Go through the records and report each line in which the word "from" occurs.

**Stored items:**
**********

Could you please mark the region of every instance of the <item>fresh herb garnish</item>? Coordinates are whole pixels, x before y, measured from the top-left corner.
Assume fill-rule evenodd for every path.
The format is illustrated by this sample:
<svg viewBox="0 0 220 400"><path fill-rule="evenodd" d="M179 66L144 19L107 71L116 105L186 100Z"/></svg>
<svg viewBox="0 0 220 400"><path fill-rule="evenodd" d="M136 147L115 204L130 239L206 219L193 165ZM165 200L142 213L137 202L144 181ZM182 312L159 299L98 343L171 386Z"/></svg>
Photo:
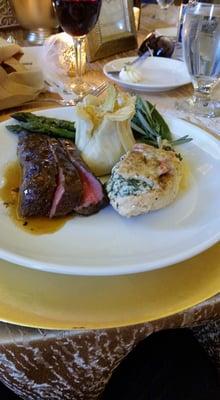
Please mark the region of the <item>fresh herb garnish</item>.
<svg viewBox="0 0 220 400"><path fill-rule="evenodd" d="M173 147L192 140L188 135L173 140L172 133L162 115L149 101L137 97L136 112L131 121L136 139L154 147Z"/></svg>

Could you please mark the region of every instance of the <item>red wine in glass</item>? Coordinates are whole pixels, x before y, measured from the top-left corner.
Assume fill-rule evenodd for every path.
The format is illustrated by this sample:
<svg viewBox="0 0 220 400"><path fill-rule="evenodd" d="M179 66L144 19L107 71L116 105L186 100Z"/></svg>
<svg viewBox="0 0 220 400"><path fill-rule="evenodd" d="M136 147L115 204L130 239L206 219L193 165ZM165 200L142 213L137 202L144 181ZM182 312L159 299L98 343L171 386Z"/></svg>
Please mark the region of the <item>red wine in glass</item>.
<svg viewBox="0 0 220 400"><path fill-rule="evenodd" d="M72 89L77 94L88 91L82 81L82 43L98 21L102 0L53 0L56 14L64 32L74 38L76 79Z"/></svg>
<svg viewBox="0 0 220 400"><path fill-rule="evenodd" d="M87 35L100 13L101 0L55 0L57 17L63 30L72 36Z"/></svg>

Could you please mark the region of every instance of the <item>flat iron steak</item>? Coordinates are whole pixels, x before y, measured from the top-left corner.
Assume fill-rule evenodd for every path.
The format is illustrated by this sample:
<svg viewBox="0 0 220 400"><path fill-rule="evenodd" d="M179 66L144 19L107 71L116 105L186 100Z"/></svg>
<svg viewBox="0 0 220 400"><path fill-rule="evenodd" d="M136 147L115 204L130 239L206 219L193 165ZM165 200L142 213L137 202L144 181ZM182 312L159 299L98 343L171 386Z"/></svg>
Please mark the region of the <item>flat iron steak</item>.
<svg viewBox="0 0 220 400"><path fill-rule="evenodd" d="M73 211L91 215L107 204L101 182L70 140L24 131L17 153L23 171L19 202L23 217L52 218Z"/></svg>

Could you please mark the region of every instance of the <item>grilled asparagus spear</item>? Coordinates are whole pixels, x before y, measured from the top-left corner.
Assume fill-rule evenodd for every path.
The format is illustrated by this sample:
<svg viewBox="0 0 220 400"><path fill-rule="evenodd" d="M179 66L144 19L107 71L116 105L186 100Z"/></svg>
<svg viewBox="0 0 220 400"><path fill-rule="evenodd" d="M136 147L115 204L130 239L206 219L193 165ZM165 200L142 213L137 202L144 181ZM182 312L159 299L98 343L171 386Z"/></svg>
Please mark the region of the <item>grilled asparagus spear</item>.
<svg viewBox="0 0 220 400"><path fill-rule="evenodd" d="M15 114L12 114L11 117L19 122L46 124L49 126L54 126L56 128L67 129L68 131L75 131L74 122L66 121L63 119L43 117L41 115L35 115L30 112L17 112Z"/></svg>
<svg viewBox="0 0 220 400"><path fill-rule="evenodd" d="M58 128L55 126L49 126L46 124L37 124L31 122L20 122L20 125L7 125L7 129L12 133L21 133L23 131L27 131L29 133L39 133L48 136L53 136L55 138L65 138L74 140L75 138L75 130L68 131L67 129Z"/></svg>
<svg viewBox="0 0 220 400"><path fill-rule="evenodd" d="M12 118L19 121L19 125L8 125L7 129L13 133L20 133L23 130L34 133L41 133L57 138L75 138L74 122L62 119L47 118L34 115L29 112L19 112L12 115Z"/></svg>

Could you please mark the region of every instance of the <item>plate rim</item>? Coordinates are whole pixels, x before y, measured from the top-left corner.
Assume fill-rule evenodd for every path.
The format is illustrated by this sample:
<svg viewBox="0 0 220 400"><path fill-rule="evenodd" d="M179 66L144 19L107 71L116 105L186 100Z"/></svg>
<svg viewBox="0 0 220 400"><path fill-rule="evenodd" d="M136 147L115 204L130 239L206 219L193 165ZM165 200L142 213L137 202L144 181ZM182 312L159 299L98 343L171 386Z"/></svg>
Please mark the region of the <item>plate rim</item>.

**********

**ANSWER BOX:**
Could you please mark the region of every instance of the <item>fresh herb garnish</item>? Coordinates are whole pixels, x before y, measured from the top-left corner.
Could you please mark the region of every instance of the <item>red wine in glass</item>? Coordinates are whole pixels, x before y, measured from the top-left corner.
Could you please mark the region of every instance of the <item>flat iron steak</item>? Coordinates are whole pixels, x before y, measured from the top-left corner.
Could you please mark the region of every instance of the <item>grilled asparagus spear</item>? Coordinates are whole pixels, x before y, measured from the top-left corner.
Could you please mark the region of every instance of the <item>plate rim</item>? Coordinates are whole pixels, x before y, measured from the top-left corner.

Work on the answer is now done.